Every 3 iterations, a dedicated LLM call compresses the working memory to essential facts, discarding stale process notes.
User Intervention¶
All interventions are real-time via PubSub — the GenServer processes them between phases.
| Action | Effect |
|---|---|
| Pause | Completes current task, then halts |
| Resume | Continues from where it paused |
| Steer | Free text injected into working memory with [USER GUIDANCE] prefix |
| Step override | Forces a specific skill + input, bypasses decision |
| Add context | Appended to working memory, persists across iterations |
| Abort | Kills running task, terminates session |
Plan Validation¶
Before execution begins, every plan step is validated deterministically:
- Skill name must be present (not nil or empty)

**What the exercise asks**:
In the text on user intervention, what happens when the Pause action is used?

**Excerpted data**:
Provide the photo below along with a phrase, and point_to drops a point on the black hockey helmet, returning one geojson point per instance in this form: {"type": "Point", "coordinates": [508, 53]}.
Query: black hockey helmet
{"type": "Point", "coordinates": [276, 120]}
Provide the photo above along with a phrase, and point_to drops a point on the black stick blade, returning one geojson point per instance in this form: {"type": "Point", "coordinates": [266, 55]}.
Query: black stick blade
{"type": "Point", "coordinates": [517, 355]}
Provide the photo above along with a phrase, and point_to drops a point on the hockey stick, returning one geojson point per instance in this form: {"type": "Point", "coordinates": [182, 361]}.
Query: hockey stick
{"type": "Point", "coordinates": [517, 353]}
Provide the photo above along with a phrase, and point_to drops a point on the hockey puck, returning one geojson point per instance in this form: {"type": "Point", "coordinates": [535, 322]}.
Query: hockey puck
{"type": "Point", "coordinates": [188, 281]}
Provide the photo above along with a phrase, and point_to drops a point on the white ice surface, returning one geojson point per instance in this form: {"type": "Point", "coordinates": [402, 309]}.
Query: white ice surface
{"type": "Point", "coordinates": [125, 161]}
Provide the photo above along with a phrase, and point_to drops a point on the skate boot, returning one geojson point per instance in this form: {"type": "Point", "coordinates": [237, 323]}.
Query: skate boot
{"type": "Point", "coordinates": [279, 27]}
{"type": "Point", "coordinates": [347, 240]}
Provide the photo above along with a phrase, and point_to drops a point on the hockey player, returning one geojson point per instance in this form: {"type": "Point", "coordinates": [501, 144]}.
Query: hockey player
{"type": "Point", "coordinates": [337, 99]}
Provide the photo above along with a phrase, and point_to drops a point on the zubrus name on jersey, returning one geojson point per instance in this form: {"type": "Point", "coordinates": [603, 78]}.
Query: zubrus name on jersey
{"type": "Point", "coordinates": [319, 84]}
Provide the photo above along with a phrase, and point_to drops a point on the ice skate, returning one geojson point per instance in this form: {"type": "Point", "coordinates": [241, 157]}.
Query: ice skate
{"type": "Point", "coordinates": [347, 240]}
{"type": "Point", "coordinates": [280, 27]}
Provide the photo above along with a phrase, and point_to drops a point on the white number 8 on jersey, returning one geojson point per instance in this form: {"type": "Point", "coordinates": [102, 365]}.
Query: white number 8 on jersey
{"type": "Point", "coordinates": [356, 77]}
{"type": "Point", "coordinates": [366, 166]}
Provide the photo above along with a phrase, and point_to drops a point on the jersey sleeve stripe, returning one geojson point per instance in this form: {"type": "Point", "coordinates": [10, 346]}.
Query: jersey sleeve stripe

**Result of this exercise**:
It completes the current task, then halts.